▸ **Exercise**: Copy every one of the records below line for line, leaving out the pictures.

○ ○ ○ ○ ○ ○ ○

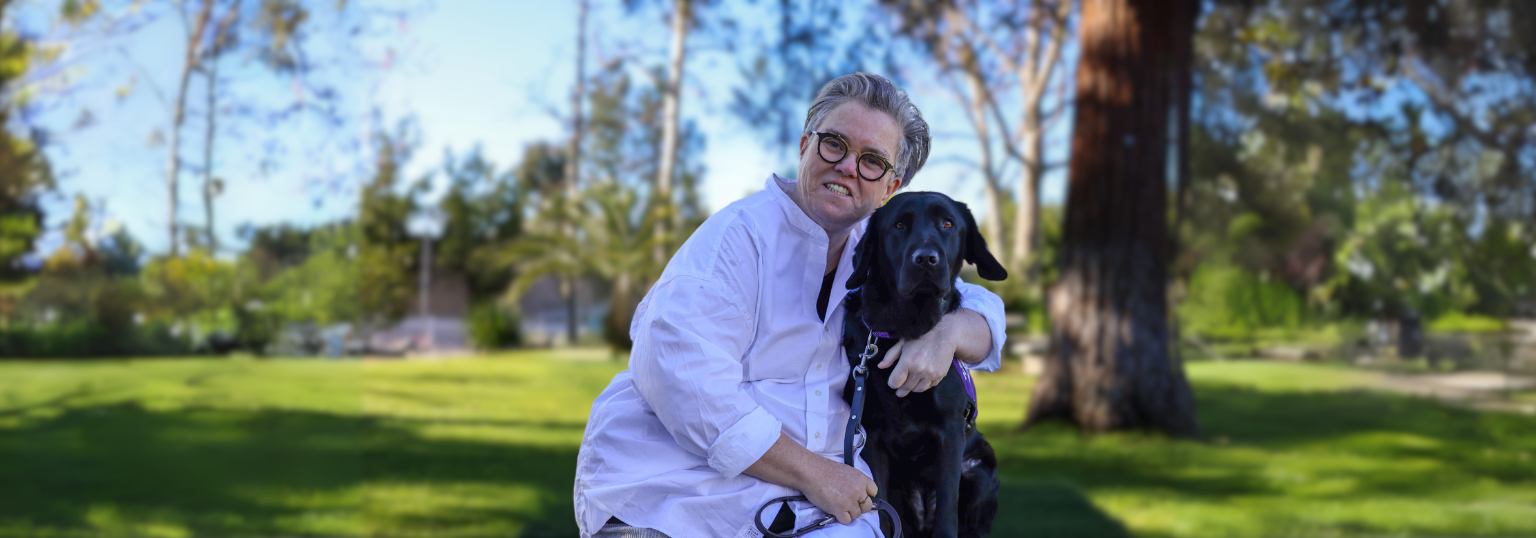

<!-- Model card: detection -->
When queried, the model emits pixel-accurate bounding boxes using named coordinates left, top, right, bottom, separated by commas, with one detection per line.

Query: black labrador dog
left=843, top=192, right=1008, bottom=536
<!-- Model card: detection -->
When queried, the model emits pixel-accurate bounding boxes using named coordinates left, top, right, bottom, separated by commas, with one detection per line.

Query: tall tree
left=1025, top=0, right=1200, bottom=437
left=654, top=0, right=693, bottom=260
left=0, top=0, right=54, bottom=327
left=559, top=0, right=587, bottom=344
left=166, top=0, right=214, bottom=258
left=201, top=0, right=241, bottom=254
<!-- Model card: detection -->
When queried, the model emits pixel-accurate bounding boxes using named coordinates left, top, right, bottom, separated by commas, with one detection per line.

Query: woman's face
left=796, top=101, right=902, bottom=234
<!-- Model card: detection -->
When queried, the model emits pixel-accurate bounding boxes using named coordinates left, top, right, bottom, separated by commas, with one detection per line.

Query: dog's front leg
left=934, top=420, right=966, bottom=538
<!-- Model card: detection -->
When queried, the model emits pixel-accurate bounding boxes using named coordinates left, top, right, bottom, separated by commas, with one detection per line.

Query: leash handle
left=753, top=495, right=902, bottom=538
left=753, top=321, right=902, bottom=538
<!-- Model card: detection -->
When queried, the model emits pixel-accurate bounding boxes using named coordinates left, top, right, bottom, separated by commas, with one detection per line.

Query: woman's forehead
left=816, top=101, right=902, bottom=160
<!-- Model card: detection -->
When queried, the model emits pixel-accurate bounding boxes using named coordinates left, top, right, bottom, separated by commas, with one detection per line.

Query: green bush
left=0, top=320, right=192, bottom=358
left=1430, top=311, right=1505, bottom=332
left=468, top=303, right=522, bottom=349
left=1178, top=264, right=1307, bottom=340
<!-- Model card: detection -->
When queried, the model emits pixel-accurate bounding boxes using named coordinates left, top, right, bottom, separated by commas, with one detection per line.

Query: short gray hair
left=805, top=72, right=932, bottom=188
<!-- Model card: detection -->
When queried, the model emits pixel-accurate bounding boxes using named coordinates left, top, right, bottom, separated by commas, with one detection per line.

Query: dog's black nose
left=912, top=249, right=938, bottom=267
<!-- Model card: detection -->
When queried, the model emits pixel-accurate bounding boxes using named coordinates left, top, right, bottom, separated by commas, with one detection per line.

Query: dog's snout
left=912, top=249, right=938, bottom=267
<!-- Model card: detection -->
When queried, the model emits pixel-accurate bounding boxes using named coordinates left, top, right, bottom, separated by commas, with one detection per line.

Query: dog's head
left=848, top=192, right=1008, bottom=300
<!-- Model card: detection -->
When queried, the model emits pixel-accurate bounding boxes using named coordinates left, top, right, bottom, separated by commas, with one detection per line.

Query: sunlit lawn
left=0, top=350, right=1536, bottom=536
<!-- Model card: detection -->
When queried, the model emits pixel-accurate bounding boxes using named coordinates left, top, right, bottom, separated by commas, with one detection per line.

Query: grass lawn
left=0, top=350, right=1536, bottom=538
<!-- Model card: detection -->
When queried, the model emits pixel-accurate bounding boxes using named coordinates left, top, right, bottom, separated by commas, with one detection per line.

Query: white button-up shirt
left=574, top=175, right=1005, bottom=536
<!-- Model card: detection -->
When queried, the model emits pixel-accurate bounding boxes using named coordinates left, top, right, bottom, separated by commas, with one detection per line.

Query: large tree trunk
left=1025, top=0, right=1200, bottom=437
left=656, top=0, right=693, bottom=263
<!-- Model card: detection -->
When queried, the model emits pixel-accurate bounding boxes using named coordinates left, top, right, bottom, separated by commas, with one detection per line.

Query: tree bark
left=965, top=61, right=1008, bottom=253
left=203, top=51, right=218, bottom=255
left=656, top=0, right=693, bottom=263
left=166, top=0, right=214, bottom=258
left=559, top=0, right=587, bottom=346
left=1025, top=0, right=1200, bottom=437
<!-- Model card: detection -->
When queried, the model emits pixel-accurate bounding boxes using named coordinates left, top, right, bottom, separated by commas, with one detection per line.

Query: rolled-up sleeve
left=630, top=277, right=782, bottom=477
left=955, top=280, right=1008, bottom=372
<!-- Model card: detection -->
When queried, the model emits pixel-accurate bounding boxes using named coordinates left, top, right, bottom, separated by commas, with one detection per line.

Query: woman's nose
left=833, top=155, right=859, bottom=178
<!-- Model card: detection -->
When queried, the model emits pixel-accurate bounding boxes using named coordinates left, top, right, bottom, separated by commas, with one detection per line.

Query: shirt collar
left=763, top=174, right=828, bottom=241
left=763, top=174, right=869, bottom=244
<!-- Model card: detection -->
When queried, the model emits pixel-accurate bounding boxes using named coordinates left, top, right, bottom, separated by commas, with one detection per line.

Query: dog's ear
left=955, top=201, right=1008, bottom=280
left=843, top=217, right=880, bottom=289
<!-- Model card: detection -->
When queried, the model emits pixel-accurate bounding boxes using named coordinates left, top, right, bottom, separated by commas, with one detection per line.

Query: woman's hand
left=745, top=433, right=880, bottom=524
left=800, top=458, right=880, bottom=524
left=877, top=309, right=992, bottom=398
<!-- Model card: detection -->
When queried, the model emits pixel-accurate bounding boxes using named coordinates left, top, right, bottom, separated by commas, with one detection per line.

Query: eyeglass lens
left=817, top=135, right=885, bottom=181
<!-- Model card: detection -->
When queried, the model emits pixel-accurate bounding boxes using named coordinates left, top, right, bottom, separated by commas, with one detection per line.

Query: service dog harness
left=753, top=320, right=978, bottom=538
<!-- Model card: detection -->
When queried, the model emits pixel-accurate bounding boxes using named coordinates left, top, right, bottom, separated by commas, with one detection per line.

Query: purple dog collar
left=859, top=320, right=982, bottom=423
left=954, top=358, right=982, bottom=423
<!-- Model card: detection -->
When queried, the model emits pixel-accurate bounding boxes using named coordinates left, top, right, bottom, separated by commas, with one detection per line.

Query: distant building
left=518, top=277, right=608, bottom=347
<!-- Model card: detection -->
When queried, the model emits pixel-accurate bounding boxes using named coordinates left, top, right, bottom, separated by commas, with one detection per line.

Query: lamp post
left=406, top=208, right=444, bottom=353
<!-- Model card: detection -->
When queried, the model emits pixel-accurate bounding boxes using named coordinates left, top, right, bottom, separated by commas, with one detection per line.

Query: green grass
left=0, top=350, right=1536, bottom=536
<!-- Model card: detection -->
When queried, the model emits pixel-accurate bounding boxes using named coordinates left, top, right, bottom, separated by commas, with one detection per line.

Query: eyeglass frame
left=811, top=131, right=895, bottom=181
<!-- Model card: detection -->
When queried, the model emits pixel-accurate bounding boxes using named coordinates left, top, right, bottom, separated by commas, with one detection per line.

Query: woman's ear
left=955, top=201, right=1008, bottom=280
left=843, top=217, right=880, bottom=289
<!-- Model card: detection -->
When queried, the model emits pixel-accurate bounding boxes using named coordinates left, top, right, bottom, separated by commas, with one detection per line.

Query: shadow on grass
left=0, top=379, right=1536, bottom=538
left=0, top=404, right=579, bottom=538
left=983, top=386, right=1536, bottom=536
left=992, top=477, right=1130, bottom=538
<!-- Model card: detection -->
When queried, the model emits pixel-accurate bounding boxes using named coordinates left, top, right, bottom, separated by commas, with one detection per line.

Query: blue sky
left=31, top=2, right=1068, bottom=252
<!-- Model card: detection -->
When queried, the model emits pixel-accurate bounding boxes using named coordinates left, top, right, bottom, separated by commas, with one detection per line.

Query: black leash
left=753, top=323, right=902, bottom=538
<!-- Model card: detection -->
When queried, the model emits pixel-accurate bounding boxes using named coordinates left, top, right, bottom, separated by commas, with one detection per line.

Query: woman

○ ○ ○ ○ ○ ○ ○

▸ **Result of the task**:
<!-- Model card: detection -->
When queried, the model emits pixel-accurate bounding boxes using named coordinates left, top, right, bottom, separated by commas, with one detection per line.

Query: black labrador dog
left=843, top=192, right=1008, bottom=536
<!-- Model card: detection -->
When queried, the model emits pixel-accurate bounding boxes using named coordinates left, top, right, bottom, separated by commas, with one detection per line.

Query: tall tree
left=1025, top=0, right=1200, bottom=437
left=654, top=0, right=693, bottom=260
left=0, top=0, right=54, bottom=327
left=559, top=0, right=587, bottom=344
left=166, top=0, right=214, bottom=258
left=201, top=0, right=241, bottom=254
<!-- Model card: detection -->
When queried, the model emits pixel-accurate bounding boxes using named coordinates left, top, right, bottom, separated by commas, with one detection per line.

Query: woman's face
left=796, top=101, right=902, bottom=234
<!-- Model card: detection -->
When queried, the model emits pixel-accurate bounding boxes using named coordinates left, top, right, bottom, separated by commas, with one detection per line.

Query: dog's front leg
left=934, top=420, right=966, bottom=538
<!-- Model card: detection -->
When queried, the model emits pixel-accurate bounding boxes using named coordinates left, top, right, bottom, separated by commas, with one detection per line.

Query: leash handle
left=753, top=495, right=902, bottom=538
left=753, top=321, right=902, bottom=538
<!-- Model card: detection -->
When queried, the model emits pixel-accurate bounding boxes using named coordinates left, top, right, bottom, separated by commas, with one detection per line.

Query: woman's forehead
left=816, top=101, right=902, bottom=160
<!-- Model card: detection -->
When queried, the model emits pixel-accurate bounding boxes using named coordinates left, top, right, bottom, separated by commas, with one detection per line.

Query: green bush
left=0, top=320, right=192, bottom=358
left=1430, top=311, right=1505, bottom=332
left=468, top=303, right=522, bottom=349
left=1178, top=264, right=1307, bottom=340
<!-- Model card: detection -->
When queried, the model emits pixel-accurate bounding boxes using named coordinates left, top, right, bottom, separated by commas, with one detection per line.

Query: short gray hair
left=805, top=72, right=932, bottom=188
<!-- Model card: detection -->
When queried, the model emits pixel-accurate bounding boxes using named coordinates left, top, right, bottom, separated by commas, with one detection per line.

Query: dog's black nose
left=912, top=249, right=938, bottom=267
<!-- Model card: detection -->
When queried, the model emits pixel-accurate bounding boxes using named coordinates left, top, right, bottom, separated by commas, with one detection per line.

Query: dog's snout
left=912, top=249, right=938, bottom=267
<!-- Model card: detection -->
When queried, the model emits pixel-accurate bounding boxes using named coordinates left, top, right, bottom, separated by commas, with one detection per line.

Query: dog's head
left=848, top=192, right=1008, bottom=300
<!-- Model card: detection -->
When queried, the model emits pixel-accurate bounding boxes using named coordinates left, top, right, bottom, separated by commas, with one detection per line.

Query: sunlit lawn
left=0, top=350, right=1536, bottom=536
<!-- Model card: detection -->
When queried, the model emits pixel-accurate bounding boxes using named coordinates left, top, right, bottom, separated by commas, with one detection per line.

Query: grass lawn
left=0, top=350, right=1536, bottom=538
<!-- Model card: detection -->
When queried, the model emits pixel-accurate bounding boxes using named coordinates left, top, right, bottom, separated by commas, with one detection per line.

Query: white button-up shirt
left=574, top=175, right=1005, bottom=536
<!-- Model card: detection -->
When queried, the model emits pixel-accurate bounding boxes using named coordinates left, top, right, bottom, separated by commas, with one detection per line.

Query: large tree trunk
left=1025, top=0, right=1200, bottom=437
left=656, top=0, right=693, bottom=263
<!-- Model card: detection -->
When queried, the model emits pixel-accurate bounding boxes using named coordinates left, top, right, bottom, separated by commas, with one detection per line.

Query: tree bark
left=965, top=61, right=1008, bottom=253
left=203, top=51, right=218, bottom=255
left=656, top=0, right=693, bottom=263
left=166, top=0, right=214, bottom=258
left=559, top=0, right=587, bottom=346
left=1025, top=0, right=1200, bottom=437
<!-- Model card: detection -->
When queried, the model emits pixel-accurate bounding boxes using named coordinates left, top, right, bottom, separated by commas, with one detection per line.

Query: rolled-up sleeve
left=630, top=277, right=782, bottom=477
left=955, top=280, right=1008, bottom=372
<!-- Model card: detection -->
When queried, the model emits pixel-accurate bounding boxes using named coordinates left, top, right, bottom, separated by commas, with one detection per line.

Query: woman's nose
left=833, top=155, right=859, bottom=178
<!-- Model card: detection -->
When queried, the model emits pixel-accurate bounding boxes using named coordinates left, top, right, bottom, separated by commas, with one detection per line.

Query: shirt collar
left=763, top=174, right=828, bottom=241
left=763, top=174, right=869, bottom=244
<!-- Model card: detection -->
When queried, the model emits pixel-accurate bounding boxes using named coordinates left, top, right, bottom, separated by commas, with one detection per line.

Query: dog's ear
left=955, top=201, right=1008, bottom=280
left=843, top=217, right=880, bottom=289
<!-- Model card: detection -->
When queried, the model emits pixel-accurate bounding boxes using named coordinates left, top, right, bottom, separated by commas, with one detection per line.

Query: woman's hand
left=745, top=433, right=880, bottom=524
left=800, top=458, right=880, bottom=524
left=877, top=309, right=992, bottom=398
<!-- Model card: detection -->
When queried, the model emits pixel-accurate bounding boxes using named coordinates left, top, right, bottom, separated by commas, with one detection per line.

Query: eyeglass lens
left=817, top=135, right=885, bottom=181
<!-- Model card: detection -->
When queried, the model emits pixel-accurate bounding boxes using named coordinates left, top, right, bottom, separated by commas, with one detection per line.

Query: service dog harness
left=753, top=320, right=978, bottom=538
<!-- Model card: detection -->
When queried, the model emits pixel-accurate bounding boxes using named coordinates left, top, right, bottom, separated by commas, with one detection per line.

Query: purple dog collar
left=859, top=320, right=982, bottom=423
left=954, top=358, right=982, bottom=423
<!-- Model card: detection -->
When queried, the model emits pixel-accurate bounding boxes using named coordinates left, top, right, bottom, separated by commas, with one detection per line.

Query: distant building
left=518, top=277, right=608, bottom=347
<!-- Model card: detection -->
When queried, the model emits pixel-accurate bounding boxes using named coordinates left, top, right, bottom, separated by commas, with one detection per line.

Query: lamp post
left=406, top=208, right=444, bottom=353
<!-- Model card: detection -->
When queried, the model emits pixel-accurate bounding boxes using named coordinates left, top, right, bottom, separated by commas, with one detection per line.

Query: green grass
left=0, top=350, right=1536, bottom=536
<!-- Model card: detection -->
When queried, the model emits pixel-accurate bounding boxes using named coordinates left, top, right, bottom, separated by commas, with one detection per line.

Query: eyeglass frame
left=811, top=131, right=895, bottom=181
<!-- Model card: detection -->
When queried, the model emits pixel-accurate bounding boxes using named coordinates left, top, right, bottom, separated by commas, with one detection per line.

Query: woman's ear
left=955, top=201, right=1008, bottom=280
left=843, top=217, right=880, bottom=289
<!-- Model card: detection -->
When queried, the model emits pixel-accurate bounding boxes using named coordinates left, top, right, bottom, separated by commas, with one detection per line.

Query: shadow on grass
left=0, top=379, right=1536, bottom=538
left=0, top=404, right=579, bottom=538
left=983, top=386, right=1536, bottom=536
left=992, top=477, right=1130, bottom=538
<!-- Model card: detection -->
When queried, the model emits pixel-accurate bounding boxes using named coordinates left, top, right, bottom, separated by commas, with one detection per line.

Query: blue sky
left=31, top=2, right=1068, bottom=252
<!-- Model card: detection -->
When queried, the model emits pixel-accurate bounding boxes using named coordinates left, top, right, bottom, separated by commas, with one detection per line.

Query: black leash
left=753, top=323, right=902, bottom=538
<!-- Model card: detection -->
When queried, the model emits pixel-accurate bounding boxes using named coordinates left, top, right, bottom, separated by commas, with one detection per line.

Query: woman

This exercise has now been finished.